▶ **Your task**: Everything from the line that holds "Identify the striped" through the end of the data below should be output exactly, both ends included.
********************
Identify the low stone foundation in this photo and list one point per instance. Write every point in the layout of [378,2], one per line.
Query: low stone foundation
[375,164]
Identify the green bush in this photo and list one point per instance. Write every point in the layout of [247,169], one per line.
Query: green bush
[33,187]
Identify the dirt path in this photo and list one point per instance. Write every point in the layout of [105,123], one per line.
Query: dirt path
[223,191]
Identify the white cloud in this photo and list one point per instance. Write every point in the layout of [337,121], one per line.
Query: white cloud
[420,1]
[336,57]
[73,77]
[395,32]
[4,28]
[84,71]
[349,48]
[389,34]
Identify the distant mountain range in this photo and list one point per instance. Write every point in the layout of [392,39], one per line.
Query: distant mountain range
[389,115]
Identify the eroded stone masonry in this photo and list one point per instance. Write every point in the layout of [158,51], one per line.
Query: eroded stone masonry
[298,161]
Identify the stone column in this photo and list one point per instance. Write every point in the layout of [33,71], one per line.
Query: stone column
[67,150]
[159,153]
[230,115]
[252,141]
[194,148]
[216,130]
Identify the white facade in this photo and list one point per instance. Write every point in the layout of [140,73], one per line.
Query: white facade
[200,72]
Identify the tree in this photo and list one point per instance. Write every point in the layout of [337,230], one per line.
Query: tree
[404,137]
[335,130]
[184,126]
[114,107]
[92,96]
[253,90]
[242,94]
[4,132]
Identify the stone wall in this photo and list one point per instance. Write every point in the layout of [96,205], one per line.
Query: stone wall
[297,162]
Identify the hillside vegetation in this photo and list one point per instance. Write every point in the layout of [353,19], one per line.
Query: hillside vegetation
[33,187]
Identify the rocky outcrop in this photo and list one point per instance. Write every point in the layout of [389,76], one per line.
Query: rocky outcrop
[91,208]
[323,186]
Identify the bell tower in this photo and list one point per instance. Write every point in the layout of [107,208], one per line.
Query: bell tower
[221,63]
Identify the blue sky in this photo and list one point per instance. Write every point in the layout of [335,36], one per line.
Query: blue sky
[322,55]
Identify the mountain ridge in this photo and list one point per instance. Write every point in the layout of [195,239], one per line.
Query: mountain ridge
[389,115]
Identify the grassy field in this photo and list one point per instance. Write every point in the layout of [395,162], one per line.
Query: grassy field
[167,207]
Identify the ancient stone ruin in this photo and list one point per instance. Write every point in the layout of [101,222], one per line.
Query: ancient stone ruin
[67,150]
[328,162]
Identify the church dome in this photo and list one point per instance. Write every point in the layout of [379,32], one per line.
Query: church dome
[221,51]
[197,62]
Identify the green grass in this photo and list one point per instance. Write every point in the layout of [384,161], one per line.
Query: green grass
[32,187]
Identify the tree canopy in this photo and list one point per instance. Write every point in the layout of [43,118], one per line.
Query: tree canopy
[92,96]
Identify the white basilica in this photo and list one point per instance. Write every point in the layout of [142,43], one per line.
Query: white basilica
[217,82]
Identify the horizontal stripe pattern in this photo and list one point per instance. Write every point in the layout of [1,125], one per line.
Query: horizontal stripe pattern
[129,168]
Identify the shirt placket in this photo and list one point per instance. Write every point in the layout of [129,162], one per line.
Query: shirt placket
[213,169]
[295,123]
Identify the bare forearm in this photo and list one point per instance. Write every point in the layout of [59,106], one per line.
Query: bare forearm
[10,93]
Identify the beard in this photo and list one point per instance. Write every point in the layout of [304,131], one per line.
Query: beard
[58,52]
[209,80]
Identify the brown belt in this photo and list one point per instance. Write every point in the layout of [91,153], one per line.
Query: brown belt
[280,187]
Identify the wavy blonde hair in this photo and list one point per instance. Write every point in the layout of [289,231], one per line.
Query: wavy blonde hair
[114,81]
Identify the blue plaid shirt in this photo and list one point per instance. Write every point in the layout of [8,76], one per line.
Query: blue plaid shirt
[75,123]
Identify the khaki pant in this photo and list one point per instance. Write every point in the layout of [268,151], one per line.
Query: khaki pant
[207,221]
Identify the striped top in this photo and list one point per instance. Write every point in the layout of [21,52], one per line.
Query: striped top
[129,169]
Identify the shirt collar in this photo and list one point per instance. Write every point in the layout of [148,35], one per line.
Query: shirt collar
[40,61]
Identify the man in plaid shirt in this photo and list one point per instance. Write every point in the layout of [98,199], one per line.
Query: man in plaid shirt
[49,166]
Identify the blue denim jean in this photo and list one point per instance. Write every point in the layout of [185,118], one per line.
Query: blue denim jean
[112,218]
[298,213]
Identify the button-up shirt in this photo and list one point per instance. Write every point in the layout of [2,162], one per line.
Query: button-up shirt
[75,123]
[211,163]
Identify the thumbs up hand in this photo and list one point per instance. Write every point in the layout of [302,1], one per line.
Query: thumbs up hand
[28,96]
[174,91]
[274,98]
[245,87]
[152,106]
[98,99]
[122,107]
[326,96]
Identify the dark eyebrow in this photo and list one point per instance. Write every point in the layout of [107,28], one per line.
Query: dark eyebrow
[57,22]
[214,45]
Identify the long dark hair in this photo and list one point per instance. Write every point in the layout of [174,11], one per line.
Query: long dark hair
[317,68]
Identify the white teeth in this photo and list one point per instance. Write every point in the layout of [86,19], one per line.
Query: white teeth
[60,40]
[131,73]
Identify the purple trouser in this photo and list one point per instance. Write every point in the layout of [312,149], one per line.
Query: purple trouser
********************
▶ **The answer**:
Identify the striped top in this photo and list one point per instance. Write every point in the layout of [21,52], one per line.
Query: striped top
[129,169]
Identify the shirt collar in this photo and list one point per instance. Write every point in the layout of [148,35], one per line.
Query: shirt collar
[40,61]
Identify the man in plaid shirt in this photo and list one point per instance. Write every point in the layout of [98,199], one per line.
Query: man in plaid shirt
[49,166]
Identify the blue denim jean in this photo and list one point per instance. Write every point in the layout of [185,118], one per line.
Query: blue denim jean
[112,218]
[298,213]
Identify the button-up shirt in this photo and list one point per instance. Write every point in the layout of [2,162], one per line.
Query: button-up shirt
[75,123]
[211,163]
Identify the thumbs up hand in this photo and list one point per instance. Write every point in the layout of [302,1], one per line.
Query: thumbs up hand
[28,96]
[174,91]
[274,98]
[245,87]
[152,106]
[98,99]
[122,107]
[326,96]
Identify the dark eyebrow in this photo and list one point per instance. Write every point in the layout of [107,28], one per line.
Query: dark eyebrow
[57,22]
[214,45]
Identify the long dark hair in this photo and list one point per instance. Write every point in the layout of [174,11], one per line.
Query: long dark hair
[317,68]
Identify the white teeth in this photo and list one point per instance. Write every point in the layout of [86,19], one per line.
Query: white teeth
[60,40]
[131,73]
Identify the purple trouser in this photo and list one point per instance. Write every point in the layout of [312,149], one per line.
Query: purple trouser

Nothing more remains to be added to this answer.